▶ THINGS TO DO
[1] In the coin-flip text, what does $|A|$ denote?
[2] List every equation number shown in the coin-flip text.
[3] Pick up the coin-flip text after its last line and keep writing.

▶ PAGE

● ● ● ●

For a specific sequence of n flips ${\boldsymbol{{x}}}^n=(x_0,\ldots, x_{n-1})\in \{H, T \}^n$ as an observation of ${\boldsymbol{{X}}}^{n}$ , if $N_{\text{head}}({\boldsymbol{{x}}}^n)=\sum_{i=0}^{n-1}\mathbf{1}_{\{x_i=H\}}=k$ , then the probability of getting ${\boldsymbol{{x}}}^n$ in n flips is $\mathbb{P}({\boldsymbol{{X}}}^{n} = {\boldsymbol{{x}}}^n) = \prod_{i=0}^{n-1}\mathbb{P}(X_i = x_i)=a^k b^{n-k}$ , which only depends on the head count k. As a result, for $0\le k\le n$ , there are exactly $\binom{n}{k}$ outcomes of n flips containing k heads, each with the same probability $a^k b^{n-k}$ . Let

(2)

\begin{equation} S_k = \{ A\subset \{0,1,\ldots, n\!-\!1\}\;:\; |A|=k\},\end{equation}

where $|A|$ means the cardinality of set A. Thus, $S_k$ is the set of all subsets of $\{ 0, \ldots, n\!-\!1 \}$ containing k elements. Note that $|S_k|=\binom{n}{k}$ , and each element in $S_k$ corresponds to one and only one outcome of n flips with k heads in the following way:

(3)

\begin{equation} \{i_1,\ldots, i_k\}\in S_k \quad\longleftrightarrow \quad \mathop{\cdots H\cdots H\cdots H\cdots}\limits_{i_1\hspace{7mm} i_2 \hspace{1mm}\cdots\hspace{2mm} i_k},\end{equation}

where each $i_t$ corresponds to the rank of an appearance of a head in the $i_t$ th flip of n, $i_1 < i_2 <\cdots <i_k$ . As a result, we have the one-to-one correspondence

(4)

\begin{equation} S_k \quad\longleftrightarrow\quad \{ {\boldsymbol{{x}}}^n \in \{H,T\}^n \;:\; N_{\text{head}}({\boldsymbol{{x}}}^n)=k \},\end{equation}

and we also have $\mathbb{P}({\boldsymbol{{X}}}^{n} = {\boldsymbol{{x}}}^n)=a^{k}b^{n-k}$ for all ${\boldsymbol{{x}}}^n \in S_k$ . Note that in the correspondences (3) and (4) we do not distinguish the left- and right-hand sides in the derivation below. And the equivalences are frequently used in the following proof.

Algorithm 2 $\mathcal{A}$ : Generating a discrete distribution on the set $\{0, \ldots, n\!-\!1 \}$ .

● ● ● ●

▶ ENTRIES SHOWN
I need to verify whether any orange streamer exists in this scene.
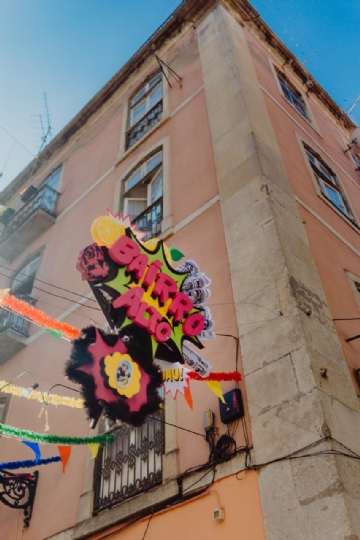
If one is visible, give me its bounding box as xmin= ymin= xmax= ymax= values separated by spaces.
xmin=0 ymin=294 xmax=80 ymax=339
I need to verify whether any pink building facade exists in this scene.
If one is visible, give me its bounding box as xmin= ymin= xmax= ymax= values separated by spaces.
xmin=0 ymin=0 xmax=360 ymax=540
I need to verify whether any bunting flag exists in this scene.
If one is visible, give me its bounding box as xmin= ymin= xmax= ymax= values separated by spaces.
xmin=184 ymin=386 xmax=194 ymax=409
xmin=21 ymin=441 xmax=41 ymax=464
xmin=206 ymin=381 xmax=225 ymax=403
xmin=88 ymin=443 xmax=100 ymax=459
xmin=58 ymin=446 xmax=71 ymax=474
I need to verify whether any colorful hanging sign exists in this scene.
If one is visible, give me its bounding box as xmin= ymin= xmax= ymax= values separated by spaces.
xmin=69 ymin=211 xmax=214 ymax=426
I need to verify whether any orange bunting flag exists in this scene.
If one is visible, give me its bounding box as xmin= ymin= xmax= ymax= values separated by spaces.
xmin=88 ymin=443 xmax=100 ymax=459
xmin=0 ymin=289 xmax=81 ymax=340
xmin=184 ymin=386 xmax=194 ymax=409
xmin=206 ymin=381 xmax=225 ymax=403
xmin=58 ymin=446 xmax=71 ymax=474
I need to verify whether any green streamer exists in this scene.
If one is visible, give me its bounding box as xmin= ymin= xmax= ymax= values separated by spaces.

● ● ● ●

▶ ANSWERS GIVEN
[1] The cardinality of set A.

[2] (2), (3), (4)

[3]
Inspired by Von Neumann’s algorithm, we consider an algorithm generating a distribution on the set $\{ 0, \ldots, n\!-\!1 \}$ . At each cycle we flip the coin n times, then the algorithm returns a number in $\{ 0, \ldots, n\!-\!1 \}$ except when the outcome is all heads or all tails. Define the sets $\{ A_m \;:\; 0\le m\le n\!-\!1\}$ to be a disjoint partition of $\bigsqcup_{1\le k\le n\!-\!1}S_k$ ,

\begin{equation*} \bigsqcup_{k=1}^{n-1}S_k = \bigsqcup_{m=0}^{n-1}A_m,\end{equation*}

where $\bigsqcup$ means disjoint union. The algorithm, $\mathcal{A}$ , is formally stated in Algorithm 2.

Let $\{{\boldsymbol{{Y}}}_i = (X_{in}, \ldots, X_{in+n\!-\!1})\;:\; i\ge 0\}$ be i.i.d. outcomes of n flips, and $\tau$ be the first time ${\boldsymbol{{Y}}}_i$ is neither all heads nor all tails. Then, for $0 \le m \le n\!-\!1$ , we have

(5)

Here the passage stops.